- Entries drawn from a collection:
╭──
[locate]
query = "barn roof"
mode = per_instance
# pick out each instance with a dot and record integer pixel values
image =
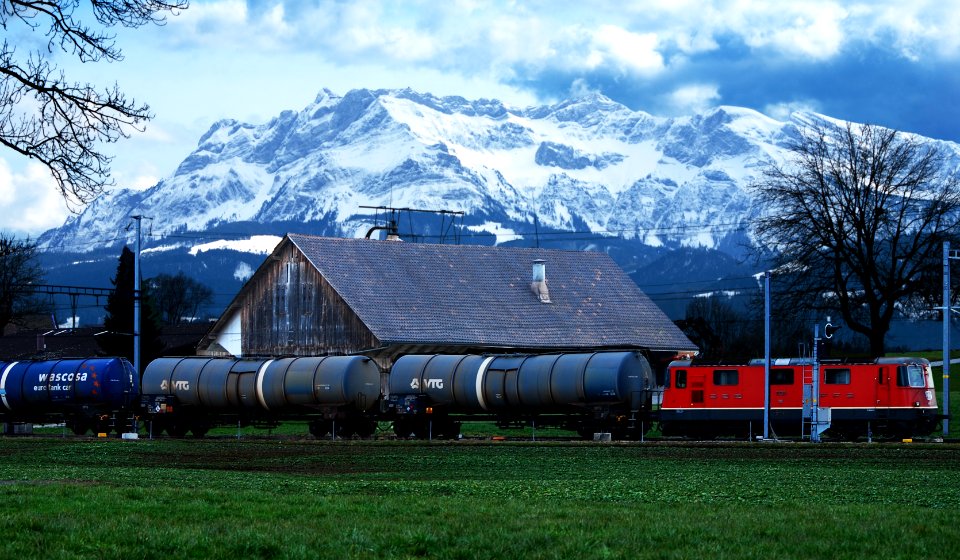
╰──
- Problem statement:
Recast every line of the records above as a numbered list, dropping any blank lines. Leave the pictures out of your answer.

- Answer to this exercise:
1. [locate]
2. query = "barn roof"
3. mode = per_instance
4. # pick out each instance with a dot and record integer pixel values
5. image =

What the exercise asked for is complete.